Type out each of the entries below word for word, keeping them in the same order.

------------------------------

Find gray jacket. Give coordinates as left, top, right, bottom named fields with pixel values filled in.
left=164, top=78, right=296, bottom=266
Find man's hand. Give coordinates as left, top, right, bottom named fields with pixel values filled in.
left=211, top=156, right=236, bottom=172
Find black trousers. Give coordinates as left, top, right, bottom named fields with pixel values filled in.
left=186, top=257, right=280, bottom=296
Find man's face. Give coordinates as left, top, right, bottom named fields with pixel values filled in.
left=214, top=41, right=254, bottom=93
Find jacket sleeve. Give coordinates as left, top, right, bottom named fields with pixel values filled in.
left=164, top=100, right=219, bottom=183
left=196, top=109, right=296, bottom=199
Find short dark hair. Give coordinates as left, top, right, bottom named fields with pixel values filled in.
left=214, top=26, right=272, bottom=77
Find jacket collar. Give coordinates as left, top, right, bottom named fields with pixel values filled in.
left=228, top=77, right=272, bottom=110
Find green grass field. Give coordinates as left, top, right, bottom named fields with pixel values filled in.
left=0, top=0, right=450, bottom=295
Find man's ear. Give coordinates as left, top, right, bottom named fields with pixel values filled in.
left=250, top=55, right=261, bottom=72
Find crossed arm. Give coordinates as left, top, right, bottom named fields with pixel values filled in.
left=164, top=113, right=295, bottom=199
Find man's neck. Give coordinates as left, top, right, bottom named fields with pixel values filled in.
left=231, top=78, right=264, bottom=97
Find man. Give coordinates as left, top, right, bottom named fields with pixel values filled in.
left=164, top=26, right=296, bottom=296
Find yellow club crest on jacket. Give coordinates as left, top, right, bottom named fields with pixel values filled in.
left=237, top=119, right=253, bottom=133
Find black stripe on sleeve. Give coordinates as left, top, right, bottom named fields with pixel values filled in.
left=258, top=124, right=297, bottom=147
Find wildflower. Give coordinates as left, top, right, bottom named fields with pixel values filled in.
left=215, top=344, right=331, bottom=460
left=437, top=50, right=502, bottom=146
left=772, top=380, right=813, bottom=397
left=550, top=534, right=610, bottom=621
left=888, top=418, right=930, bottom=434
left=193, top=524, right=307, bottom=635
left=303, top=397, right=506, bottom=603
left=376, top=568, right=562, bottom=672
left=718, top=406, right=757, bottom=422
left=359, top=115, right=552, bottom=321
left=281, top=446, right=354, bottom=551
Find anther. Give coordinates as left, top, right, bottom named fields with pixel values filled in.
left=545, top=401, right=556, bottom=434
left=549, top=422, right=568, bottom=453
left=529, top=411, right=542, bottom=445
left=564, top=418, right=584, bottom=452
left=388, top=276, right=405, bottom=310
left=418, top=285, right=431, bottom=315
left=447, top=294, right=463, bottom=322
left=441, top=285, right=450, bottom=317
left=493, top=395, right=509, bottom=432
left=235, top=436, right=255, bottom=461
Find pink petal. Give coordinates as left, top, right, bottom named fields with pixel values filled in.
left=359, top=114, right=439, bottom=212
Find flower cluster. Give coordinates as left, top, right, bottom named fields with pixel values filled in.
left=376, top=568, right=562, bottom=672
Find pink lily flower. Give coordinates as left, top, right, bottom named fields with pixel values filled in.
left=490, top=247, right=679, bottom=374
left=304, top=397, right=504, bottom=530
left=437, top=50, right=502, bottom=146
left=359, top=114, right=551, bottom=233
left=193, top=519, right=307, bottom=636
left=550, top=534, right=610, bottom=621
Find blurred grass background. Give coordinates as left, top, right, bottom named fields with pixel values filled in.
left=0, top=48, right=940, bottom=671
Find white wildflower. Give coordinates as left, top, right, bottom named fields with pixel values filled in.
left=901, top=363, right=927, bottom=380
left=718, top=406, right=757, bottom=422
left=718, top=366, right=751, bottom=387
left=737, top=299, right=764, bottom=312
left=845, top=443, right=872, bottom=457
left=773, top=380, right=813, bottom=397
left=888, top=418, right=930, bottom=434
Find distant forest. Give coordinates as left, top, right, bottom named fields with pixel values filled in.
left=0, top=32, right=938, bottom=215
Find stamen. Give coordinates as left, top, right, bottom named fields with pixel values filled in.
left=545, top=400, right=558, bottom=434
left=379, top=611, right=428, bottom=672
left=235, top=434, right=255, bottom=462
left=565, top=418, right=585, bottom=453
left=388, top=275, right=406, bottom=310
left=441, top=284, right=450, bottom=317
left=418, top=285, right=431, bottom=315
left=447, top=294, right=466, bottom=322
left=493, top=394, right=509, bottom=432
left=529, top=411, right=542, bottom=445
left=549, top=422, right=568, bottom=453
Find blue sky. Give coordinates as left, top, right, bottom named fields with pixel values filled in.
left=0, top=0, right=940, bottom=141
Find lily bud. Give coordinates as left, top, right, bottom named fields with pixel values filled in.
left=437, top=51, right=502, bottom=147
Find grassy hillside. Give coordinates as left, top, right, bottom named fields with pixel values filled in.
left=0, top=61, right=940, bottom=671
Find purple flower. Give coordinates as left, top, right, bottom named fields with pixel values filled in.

------------------------------

• **Response to the task**:
Find gray jacket. Give coordinates as left, top, right, bottom named fields with pixel values filled in.
left=164, top=78, right=296, bottom=266
Find man's hand. Give coordinates as left, top, right, bottom named fields with pixel values filled in.
left=211, top=156, right=236, bottom=172
Find black trousers. Give coordinates as left, top, right, bottom named fields with pixel values filled in.
left=186, top=257, right=280, bottom=296
Find man's face. Give coordinates as left, top, right, bottom named fields with pixel values filled in.
left=214, top=41, right=254, bottom=93
Find jacket sleeve. Give coordinates as left, top, right, bottom named fields with pixel values filled in.
left=164, top=100, right=219, bottom=183
left=196, top=109, right=296, bottom=199
Find short dark hair. Give coordinates as left, top, right, bottom named fields with pixel values filled in.
left=214, top=26, right=272, bottom=77
Find jacket collar. Give coordinates as left, top, right, bottom named fields with pixel values filled in.
left=228, top=77, right=272, bottom=110
Find green grass field. Give coordinates as left, top, right, bottom named fields with pixel values filled in.
left=0, top=0, right=450, bottom=295
Find man's ear. Give coordinates as left, top, right, bottom named fields with pixel values filled in.
left=250, top=55, right=261, bottom=72
Find crossed arm. Give coordinates as left, top, right, bottom named fields with pixel values filled in.
left=164, top=113, right=295, bottom=199
Find man's neck. Give coordinates as left, top, right, bottom named fields with pixel values filled in.
left=231, top=78, right=264, bottom=97
Find man. Give coordinates as left, top, right, bottom named fields with pixel values filled in.
left=164, top=26, right=296, bottom=296
Find yellow club crest on jacket. Give coordinates as left, top, right, bottom named fields with pixel values filled in.
left=237, top=119, right=253, bottom=133
Find black stripe on sleeve. Give coordinates as left, top, right, bottom named fields with pixel values filled in.
left=258, top=124, right=297, bottom=147
Find wildflower. Give coordinates as left, top, right, bottom named fields with pixel values filled in.
left=215, top=344, right=331, bottom=460
left=437, top=50, right=502, bottom=146
left=772, top=380, right=813, bottom=397
left=550, top=534, right=610, bottom=621
left=888, top=418, right=930, bottom=434
left=193, top=524, right=307, bottom=635
left=303, top=397, right=506, bottom=603
left=376, top=568, right=562, bottom=672
left=718, top=406, right=757, bottom=422
left=359, top=115, right=552, bottom=321
left=281, top=446, right=354, bottom=551
Find anther. Give coordinates as left, top, right, bottom named fields with pixel values filled in.
left=545, top=401, right=556, bottom=434
left=549, top=422, right=568, bottom=453
left=529, top=411, right=542, bottom=445
left=564, top=418, right=584, bottom=452
left=388, top=276, right=405, bottom=310
left=418, top=285, right=431, bottom=315
left=447, top=294, right=463, bottom=322
left=441, top=285, right=450, bottom=317
left=493, top=395, right=509, bottom=432
left=235, top=436, right=255, bottom=461
Find pink petal. Give coordinates as left, top, right, bottom named fields with pixel values filled in.
left=359, top=114, right=439, bottom=212
Find flower cluster. Give coordinates as left, top, right, bottom named fields with pixel values filled in.
left=376, top=568, right=562, bottom=672
Find pink lily flower. Give coordinates as left, top, right, bottom named fields with pixel values filled in.
left=490, top=247, right=679, bottom=374
left=304, top=397, right=504, bottom=530
left=437, top=50, right=502, bottom=146
left=359, top=114, right=551, bottom=233
left=193, top=519, right=307, bottom=636
left=550, top=534, right=610, bottom=621
Find blurred grass background. Give coordinates as left, top, right, bottom named fields with pixel values filled in.
left=0, top=48, right=940, bottom=671
Find white wildflower. Give coordinates as left, top, right, bottom named fields with pixel values filled in.
left=901, top=363, right=927, bottom=380
left=718, top=406, right=757, bottom=422
left=718, top=366, right=751, bottom=387
left=737, top=299, right=764, bottom=312
left=845, top=443, right=872, bottom=457
left=773, top=380, right=813, bottom=397
left=888, top=418, right=930, bottom=434
Find distant forest. Give coordinates as left, top, right, bottom named fields with pixel values filled in.
left=0, top=32, right=938, bottom=215
Find stamen. Give coordinates as left, top, right, bottom named fields with pixel values filled in.
left=545, top=400, right=558, bottom=434
left=379, top=611, right=428, bottom=672
left=235, top=434, right=255, bottom=462
left=565, top=418, right=585, bottom=453
left=388, top=275, right=406, bottom=310
left=441, top=284, right=450, bottom=317
left=418, top=285, right=431, bottom=315
left=447, top=294, right=466, bottom=322
left=493, top=394, right=509, bottom=432
left=529, top=411, right=542, bottom=445
left=549, top=422, right=568, bottom=453
Find blue sky. Give coordinates as left, top, right, bottom named fields with pixel values filled in.
left=0, top=0, right=940, bottom=141
Find lily bud. Give coordinates as left, top, right, bottom named fields with pixel values filled in.
left=437, top=51, right=502, bottom=147
Find grassy hillside. Give coordinates as left, top, right, bottom named fields with pixel values filled in.
left=0, top=61, right=940, bottom=671
Find purple flower. Give coordinates as left, top, right, bottom named fields with pixel values filled in.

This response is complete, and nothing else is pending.